Goal:
Set down verbatim the portion of the Shinji Kagawa profile below, starting at "Slipping through opposing" and ending at "World Cup qualifying.".

Document passage:
**********

Small in stature but big in talent, Shinji Kagawa has become a key player for Borussia Dortmund as the club goes for a second straight Bundesliga title.
Slipping through opposing teams' defenses, he deftly receives the ball before using his superb control to set up goals. He comes off as an imposing figure, despite standing only 172 centimeters tall.
Kagawa missed the second half of last season, his first since transferring to Europe, due to injury, but he still scored eight goals in just 18 appearances. An outspoken and well-established German soccer magazine named him one of the year's 11 best players. Now, scouts from major European clubs, including Spain's Barcelona, where Kagawa has longed to play, have taken notice.
He will also be a staple of the Japanese national team in the final round of World Cup qualifying.
Kagawa signed his first professional contract when J.League club Cerezo Osaka scouted him in his second year of high school, and he joined Japan's national team at the age of 19.
Considering this history, Kagawa might be considered an elite player among the elites, but as a boy he was not outstanding.
Kagawa distinguished himself at FC Miyagi Barcelona, a club in Sendai that adopted the name of the famed Spanish team young boys around the world dream of playing for. In his first year of junior high school, Kagawa moved out of his parents' home in Kobe after failed tryouts for J.League club Vissel Kobe's junior high team. He had leveraged his connections in the youth team he belonged to and decided to train away from home.
At the time, it was the fourth year of existence for FC Miyagi Barcelona, which bears no relation to the original Barcelona club and is not a subordinate organization of the J.League. The unique style of coaching there had players experiment radically with different dribbling techniques to penetrate the opposing defense. Some people may have found the coaching a bit “uneven,” but Kagawa was a quick study, and that allowed him to absorb the instructions and rise to a professional level.
Kagawa spent a lot of time watching soccer videos in his room when not at school or practice. He studied how Japanese and foreigners played the game and thought about the type of player he should be. By the time he entered high school, he had created his own style.
"I watched a lot of players, but there weren't any midfielders in Japan who used dribbling to score goals,” he said. “A midfielder who only passes isn't intimidating. I decided to make myself into a midfielder like nobody had seen in Japan."

**********

Entries supplied:
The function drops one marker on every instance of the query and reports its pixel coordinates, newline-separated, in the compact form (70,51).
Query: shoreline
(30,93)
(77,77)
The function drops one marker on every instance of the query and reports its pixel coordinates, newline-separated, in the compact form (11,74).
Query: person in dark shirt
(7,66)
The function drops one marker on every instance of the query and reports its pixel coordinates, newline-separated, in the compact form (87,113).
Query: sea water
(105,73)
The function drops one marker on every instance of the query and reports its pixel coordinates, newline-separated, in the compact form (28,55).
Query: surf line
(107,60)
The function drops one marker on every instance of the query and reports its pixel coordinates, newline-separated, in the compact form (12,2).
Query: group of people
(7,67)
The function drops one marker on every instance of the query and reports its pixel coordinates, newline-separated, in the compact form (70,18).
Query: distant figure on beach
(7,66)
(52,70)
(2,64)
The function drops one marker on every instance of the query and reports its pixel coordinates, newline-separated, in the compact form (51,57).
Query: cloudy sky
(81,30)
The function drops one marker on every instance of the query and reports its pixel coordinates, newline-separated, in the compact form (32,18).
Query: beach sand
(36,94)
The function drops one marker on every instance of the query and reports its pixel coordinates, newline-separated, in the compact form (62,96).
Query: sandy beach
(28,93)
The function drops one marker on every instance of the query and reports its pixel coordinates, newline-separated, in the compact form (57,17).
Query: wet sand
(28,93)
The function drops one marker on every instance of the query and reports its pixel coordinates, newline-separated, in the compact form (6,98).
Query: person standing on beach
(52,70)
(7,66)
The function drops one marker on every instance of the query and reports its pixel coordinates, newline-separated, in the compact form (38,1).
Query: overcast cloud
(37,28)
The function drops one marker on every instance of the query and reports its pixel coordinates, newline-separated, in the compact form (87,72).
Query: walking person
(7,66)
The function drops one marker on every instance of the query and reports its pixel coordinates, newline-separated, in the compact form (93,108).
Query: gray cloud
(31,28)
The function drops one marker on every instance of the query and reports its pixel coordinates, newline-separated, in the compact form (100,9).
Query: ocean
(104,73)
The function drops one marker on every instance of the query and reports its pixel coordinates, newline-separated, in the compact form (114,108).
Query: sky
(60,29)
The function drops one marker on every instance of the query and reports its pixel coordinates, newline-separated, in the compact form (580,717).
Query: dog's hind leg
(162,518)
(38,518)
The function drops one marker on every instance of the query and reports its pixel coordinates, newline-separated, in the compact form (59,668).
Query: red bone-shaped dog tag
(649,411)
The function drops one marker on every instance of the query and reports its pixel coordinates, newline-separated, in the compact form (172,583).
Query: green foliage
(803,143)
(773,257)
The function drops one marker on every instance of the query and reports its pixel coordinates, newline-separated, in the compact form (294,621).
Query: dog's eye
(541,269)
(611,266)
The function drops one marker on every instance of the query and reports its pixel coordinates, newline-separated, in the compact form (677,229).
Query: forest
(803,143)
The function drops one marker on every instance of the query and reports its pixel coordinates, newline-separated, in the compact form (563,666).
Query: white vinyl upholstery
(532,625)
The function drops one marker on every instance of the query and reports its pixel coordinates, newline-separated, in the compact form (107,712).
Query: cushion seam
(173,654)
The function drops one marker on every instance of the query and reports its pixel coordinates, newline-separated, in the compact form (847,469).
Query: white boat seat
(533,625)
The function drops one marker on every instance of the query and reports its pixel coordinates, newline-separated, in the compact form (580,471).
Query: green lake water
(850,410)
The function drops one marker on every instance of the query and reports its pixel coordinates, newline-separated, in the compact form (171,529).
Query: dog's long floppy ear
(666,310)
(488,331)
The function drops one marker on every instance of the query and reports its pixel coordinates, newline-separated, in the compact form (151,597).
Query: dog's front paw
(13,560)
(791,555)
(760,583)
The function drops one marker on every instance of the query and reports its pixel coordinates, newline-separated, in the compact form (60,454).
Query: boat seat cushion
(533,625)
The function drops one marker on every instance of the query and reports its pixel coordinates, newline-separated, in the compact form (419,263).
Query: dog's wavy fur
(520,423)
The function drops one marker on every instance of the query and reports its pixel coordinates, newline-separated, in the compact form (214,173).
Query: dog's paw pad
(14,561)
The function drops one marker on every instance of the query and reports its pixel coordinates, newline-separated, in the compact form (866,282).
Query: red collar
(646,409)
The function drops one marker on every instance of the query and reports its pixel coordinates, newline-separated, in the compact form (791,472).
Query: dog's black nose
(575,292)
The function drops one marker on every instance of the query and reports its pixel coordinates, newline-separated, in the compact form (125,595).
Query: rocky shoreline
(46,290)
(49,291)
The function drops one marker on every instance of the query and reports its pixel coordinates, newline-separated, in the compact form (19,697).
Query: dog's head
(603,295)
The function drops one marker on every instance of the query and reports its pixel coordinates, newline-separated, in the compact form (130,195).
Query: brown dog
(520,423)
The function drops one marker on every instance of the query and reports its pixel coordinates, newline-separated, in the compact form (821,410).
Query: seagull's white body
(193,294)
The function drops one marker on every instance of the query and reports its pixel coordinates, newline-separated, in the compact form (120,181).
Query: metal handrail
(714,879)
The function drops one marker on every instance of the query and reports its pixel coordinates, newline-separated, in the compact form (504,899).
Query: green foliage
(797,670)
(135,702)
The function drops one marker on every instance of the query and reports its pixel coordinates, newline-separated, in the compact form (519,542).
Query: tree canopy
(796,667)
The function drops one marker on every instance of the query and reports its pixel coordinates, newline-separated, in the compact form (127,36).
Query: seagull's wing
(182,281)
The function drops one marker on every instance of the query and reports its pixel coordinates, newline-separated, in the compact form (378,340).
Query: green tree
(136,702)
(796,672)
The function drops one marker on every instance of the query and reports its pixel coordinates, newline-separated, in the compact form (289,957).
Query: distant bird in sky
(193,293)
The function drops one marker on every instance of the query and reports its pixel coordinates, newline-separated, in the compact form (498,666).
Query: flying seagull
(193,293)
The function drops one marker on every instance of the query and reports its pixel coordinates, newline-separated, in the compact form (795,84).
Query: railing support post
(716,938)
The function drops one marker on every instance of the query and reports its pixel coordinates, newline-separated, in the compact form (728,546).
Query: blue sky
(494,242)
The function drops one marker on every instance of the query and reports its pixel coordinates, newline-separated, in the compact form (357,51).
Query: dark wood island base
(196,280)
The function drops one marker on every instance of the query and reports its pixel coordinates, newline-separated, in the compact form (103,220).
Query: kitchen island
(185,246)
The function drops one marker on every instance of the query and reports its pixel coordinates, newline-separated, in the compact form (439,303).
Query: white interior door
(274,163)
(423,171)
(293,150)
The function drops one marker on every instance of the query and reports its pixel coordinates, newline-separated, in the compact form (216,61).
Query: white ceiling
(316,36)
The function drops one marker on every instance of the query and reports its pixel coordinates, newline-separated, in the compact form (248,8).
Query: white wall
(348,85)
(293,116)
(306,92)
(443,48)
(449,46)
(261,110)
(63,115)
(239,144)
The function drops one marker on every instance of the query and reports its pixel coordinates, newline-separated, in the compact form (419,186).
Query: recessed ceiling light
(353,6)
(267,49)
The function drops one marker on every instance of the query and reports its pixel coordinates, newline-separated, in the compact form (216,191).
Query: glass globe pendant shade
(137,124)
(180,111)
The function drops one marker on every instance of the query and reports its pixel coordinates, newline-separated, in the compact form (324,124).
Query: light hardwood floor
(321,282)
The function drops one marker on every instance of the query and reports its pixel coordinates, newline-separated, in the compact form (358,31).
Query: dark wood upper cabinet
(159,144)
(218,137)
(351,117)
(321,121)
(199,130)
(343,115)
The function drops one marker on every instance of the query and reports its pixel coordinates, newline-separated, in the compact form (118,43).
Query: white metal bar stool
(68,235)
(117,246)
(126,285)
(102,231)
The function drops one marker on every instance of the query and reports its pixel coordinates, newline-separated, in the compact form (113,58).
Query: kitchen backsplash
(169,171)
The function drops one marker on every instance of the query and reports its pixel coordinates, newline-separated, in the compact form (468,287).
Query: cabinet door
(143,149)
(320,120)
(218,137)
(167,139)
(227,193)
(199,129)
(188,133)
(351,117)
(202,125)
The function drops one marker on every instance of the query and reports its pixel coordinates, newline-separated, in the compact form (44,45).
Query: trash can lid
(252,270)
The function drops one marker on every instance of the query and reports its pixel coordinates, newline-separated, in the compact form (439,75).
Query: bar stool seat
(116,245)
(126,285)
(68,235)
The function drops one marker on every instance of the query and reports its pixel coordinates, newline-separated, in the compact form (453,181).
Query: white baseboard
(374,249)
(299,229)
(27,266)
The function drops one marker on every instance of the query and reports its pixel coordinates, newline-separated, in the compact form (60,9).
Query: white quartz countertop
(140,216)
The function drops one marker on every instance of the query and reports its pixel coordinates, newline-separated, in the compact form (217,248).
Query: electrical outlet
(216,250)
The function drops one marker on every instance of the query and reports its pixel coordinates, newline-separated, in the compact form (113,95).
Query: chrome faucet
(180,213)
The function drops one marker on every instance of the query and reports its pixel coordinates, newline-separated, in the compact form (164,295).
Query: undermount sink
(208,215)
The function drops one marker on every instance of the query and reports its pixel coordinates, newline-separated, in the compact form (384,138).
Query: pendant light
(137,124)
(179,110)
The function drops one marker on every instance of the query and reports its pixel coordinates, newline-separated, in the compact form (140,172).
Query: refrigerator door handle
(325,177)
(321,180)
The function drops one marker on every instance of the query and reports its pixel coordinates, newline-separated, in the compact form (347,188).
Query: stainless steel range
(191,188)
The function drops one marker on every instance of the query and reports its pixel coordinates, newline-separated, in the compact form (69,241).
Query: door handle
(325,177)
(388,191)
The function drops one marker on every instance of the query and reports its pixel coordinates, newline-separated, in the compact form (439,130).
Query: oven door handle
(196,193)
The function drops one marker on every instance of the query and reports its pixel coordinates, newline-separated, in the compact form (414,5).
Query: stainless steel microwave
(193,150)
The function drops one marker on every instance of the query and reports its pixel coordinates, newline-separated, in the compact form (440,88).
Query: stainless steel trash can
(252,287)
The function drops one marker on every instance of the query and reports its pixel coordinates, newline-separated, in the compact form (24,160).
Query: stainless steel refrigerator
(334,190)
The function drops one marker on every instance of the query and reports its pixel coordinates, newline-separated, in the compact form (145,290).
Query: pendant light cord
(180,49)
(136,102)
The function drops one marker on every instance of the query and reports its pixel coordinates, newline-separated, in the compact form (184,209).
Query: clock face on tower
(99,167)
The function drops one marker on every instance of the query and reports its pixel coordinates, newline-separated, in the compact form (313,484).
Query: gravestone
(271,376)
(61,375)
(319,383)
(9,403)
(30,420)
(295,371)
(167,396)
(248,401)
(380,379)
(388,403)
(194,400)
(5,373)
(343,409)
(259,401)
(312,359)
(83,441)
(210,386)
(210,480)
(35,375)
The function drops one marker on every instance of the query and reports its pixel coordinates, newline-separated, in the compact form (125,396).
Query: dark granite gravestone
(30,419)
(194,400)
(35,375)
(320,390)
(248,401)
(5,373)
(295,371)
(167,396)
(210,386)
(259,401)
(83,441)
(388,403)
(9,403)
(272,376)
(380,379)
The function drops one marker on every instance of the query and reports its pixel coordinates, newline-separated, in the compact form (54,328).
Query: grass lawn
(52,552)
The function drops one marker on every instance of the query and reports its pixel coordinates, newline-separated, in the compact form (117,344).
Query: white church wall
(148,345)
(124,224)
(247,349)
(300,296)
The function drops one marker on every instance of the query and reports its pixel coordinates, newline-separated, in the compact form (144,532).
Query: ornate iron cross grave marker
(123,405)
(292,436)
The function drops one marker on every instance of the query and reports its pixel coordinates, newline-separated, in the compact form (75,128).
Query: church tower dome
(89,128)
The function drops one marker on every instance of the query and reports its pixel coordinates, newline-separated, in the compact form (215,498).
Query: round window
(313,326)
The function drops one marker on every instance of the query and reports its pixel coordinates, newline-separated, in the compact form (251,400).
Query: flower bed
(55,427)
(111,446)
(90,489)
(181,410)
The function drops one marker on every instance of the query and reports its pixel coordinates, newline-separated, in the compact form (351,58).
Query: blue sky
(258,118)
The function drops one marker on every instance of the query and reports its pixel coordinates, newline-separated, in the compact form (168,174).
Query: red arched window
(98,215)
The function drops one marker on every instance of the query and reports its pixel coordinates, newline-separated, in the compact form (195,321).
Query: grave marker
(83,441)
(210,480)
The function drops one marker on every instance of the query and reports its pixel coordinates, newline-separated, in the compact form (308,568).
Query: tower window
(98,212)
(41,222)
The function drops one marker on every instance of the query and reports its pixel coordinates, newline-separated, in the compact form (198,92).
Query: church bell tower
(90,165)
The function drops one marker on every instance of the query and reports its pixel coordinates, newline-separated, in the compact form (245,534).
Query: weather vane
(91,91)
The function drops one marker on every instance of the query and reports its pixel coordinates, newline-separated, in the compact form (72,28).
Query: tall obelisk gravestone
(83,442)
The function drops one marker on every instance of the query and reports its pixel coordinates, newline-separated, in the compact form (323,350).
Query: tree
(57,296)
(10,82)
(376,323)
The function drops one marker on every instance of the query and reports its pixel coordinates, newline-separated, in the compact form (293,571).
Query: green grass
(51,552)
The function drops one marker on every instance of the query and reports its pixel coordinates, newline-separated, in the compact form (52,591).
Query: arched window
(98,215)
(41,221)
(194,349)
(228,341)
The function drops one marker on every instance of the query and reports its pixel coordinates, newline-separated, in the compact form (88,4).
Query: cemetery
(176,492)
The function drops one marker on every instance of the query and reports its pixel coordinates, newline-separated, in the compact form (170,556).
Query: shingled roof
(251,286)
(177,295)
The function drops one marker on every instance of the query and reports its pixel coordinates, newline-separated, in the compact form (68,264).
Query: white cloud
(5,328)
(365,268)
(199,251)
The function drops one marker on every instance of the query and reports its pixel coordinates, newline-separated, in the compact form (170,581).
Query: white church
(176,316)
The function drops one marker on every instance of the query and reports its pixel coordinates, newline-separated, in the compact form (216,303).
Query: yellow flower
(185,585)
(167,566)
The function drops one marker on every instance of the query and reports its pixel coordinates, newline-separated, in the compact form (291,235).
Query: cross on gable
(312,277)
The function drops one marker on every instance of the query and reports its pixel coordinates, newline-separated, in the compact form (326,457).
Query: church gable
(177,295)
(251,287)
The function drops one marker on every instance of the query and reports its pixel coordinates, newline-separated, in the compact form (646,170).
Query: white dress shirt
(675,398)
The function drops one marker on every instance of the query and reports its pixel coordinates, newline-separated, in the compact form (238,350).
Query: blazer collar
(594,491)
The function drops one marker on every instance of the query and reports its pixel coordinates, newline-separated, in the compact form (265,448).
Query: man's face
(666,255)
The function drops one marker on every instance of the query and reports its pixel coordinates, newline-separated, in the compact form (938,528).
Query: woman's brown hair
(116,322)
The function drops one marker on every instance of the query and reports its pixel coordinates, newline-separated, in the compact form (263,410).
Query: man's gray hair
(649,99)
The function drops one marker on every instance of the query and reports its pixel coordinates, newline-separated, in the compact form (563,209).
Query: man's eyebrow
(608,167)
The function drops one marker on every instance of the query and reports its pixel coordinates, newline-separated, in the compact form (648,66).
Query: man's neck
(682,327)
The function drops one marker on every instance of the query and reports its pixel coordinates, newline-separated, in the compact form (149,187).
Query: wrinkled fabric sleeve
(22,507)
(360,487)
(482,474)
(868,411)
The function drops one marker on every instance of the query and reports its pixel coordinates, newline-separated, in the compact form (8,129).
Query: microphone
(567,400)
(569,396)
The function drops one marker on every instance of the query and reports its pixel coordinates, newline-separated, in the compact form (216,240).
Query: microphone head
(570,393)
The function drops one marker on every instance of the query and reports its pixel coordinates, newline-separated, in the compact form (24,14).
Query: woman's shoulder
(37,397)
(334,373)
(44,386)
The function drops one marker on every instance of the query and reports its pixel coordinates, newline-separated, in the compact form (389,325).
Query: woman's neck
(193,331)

**********

Exercise output:
Slipping through opposing teams' defenses, he deftly receives the ball before using his superb control to set up goals. He comes off as an imposing figure, despite standing only 172 centimeters tall.
Kagawa missed the second half of last season, his first since transferring to Europe, due to injury, but he still scored eight goals in just 18 appearances. An outspoken and well-established German soccer magazine named him one of the year's 11 best players. Now, scouts from major European clubs, including Spain's Barcelona, where Kagawa has longed to play, have taken notice.
He will also be a staple of the Japanese national team in the final round of World Cup qualifying.